# Short task
List every keyword argument passed to `RawExtrinsicMetadata` in the lines that the loader diff below removes.

# Source passage

(begin)

Page MenuHomeSoftware Heritage

D3616.diff
No OneTemporary

D3616.diff

diff --git a/swh/loader/package/deposit/loader.py b/swh/loader/package/deposit/loader.py
--- a/swh/loader/package/deposit/loader.py
+++ b/swh/loader/package/deposit/loader.py
@@ -22,8 +22,6 @@
MetadataAuthority,
MetadataAuthorityType,
MetadataFetcher,
- MetadataTargetType,
- RawExtrinsicMetadata,
)
from swh.loader.package.loader import (
BasePackageInfo,
@@ -181,6 +179,16 @@
},
)
+ def get_extrinsic_origin_metadata(self) -> List[RawExtrinsicMetadataCore]:
+ origin_metadata = self.metadata["origin_metadata"]
+ return [
+ RawExtrinsicMetadataCore(
+ format="sword-v2-atom-codemeta-v2-in-json",
+ metadata=json.dumps(origin_metadata["metadata"]).encode(),
+ discovery_date=None,
+ )
+ ]
+
def load(self) -> Dict:
# First making sure the deposit is known prior to trigger a loading
try:
@@ -192,31 +200,6 @@
r = super().load()
success = r["status"] != "failed"
- if success:
- # Update archive with metadata information
- origin_metadata = self.metadata["origin_metadata"]
- logger.debug("origin_metadata: %s", origin_metadata)
-
- authority = self.get_metadata_authority()
- self.storage.metadata_authority_add([authority])
-
- fetcher = self.get_metadata_fetcher()
- self.storage.metadata_fetcher_add([fetcher])
-
- self.storage.object_metadata_add(
- [
- RawExtrinsicMetadata(
- type=MetadataTargetType.ORIGIN,
- id=self.url,
- discovery_date=self.visit_date,
- authority=authority,
- fetcher=fetcher,
- format="sword-v2-atom-codemeta-v2-in-json",
- metadata=json.dumps(origin_metadata["metadata"]).encode(),
- )
- ]
- )
-
# Update deposit status
try:
if not success:
diff --git a/swh/loader/package/loader.py b/swh/loader/package/loader.py
--- a/swh/loader/package/loader.py
+++ b/swh/loader/package/loader.py
@@ -13,6 +13,7 @@
Dict,
Iterator,
Generic,
+ Iterable,
List,
Mapping,
Optional,
@@ -92,7 +93,7 @@
type=List[RawExtrinsicMetadataCore], default=[], kw_only=True,
)
- # TODO: add support for metadata for origins, directories, and contents
+ # TODO: add support for metadata for directories and contents
@property
def ID_KEYS(self):
@@ -438,13 +439,22 @@
snapshot = self._load_snapshot(
default_version, tmp_revisions, extra_branches
)
-
+ self.storage.flush()
except Exception as e:
logger.exception("Failed to build snapshot for origin %s", self.url)
sentry_sdk.capture_exception(e)
status_visit = "partial"
status_load = "failed"
+ try:
+ metadata_objects = self.build_extrinsic_origin_metadata()

(end)

# Stored records
(begin)

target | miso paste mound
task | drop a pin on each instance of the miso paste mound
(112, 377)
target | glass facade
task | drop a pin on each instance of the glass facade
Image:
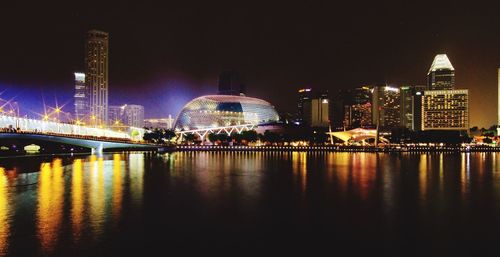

(end)

# Exercise answer
type, id, discovery_date, authority, fetcher, format, metadata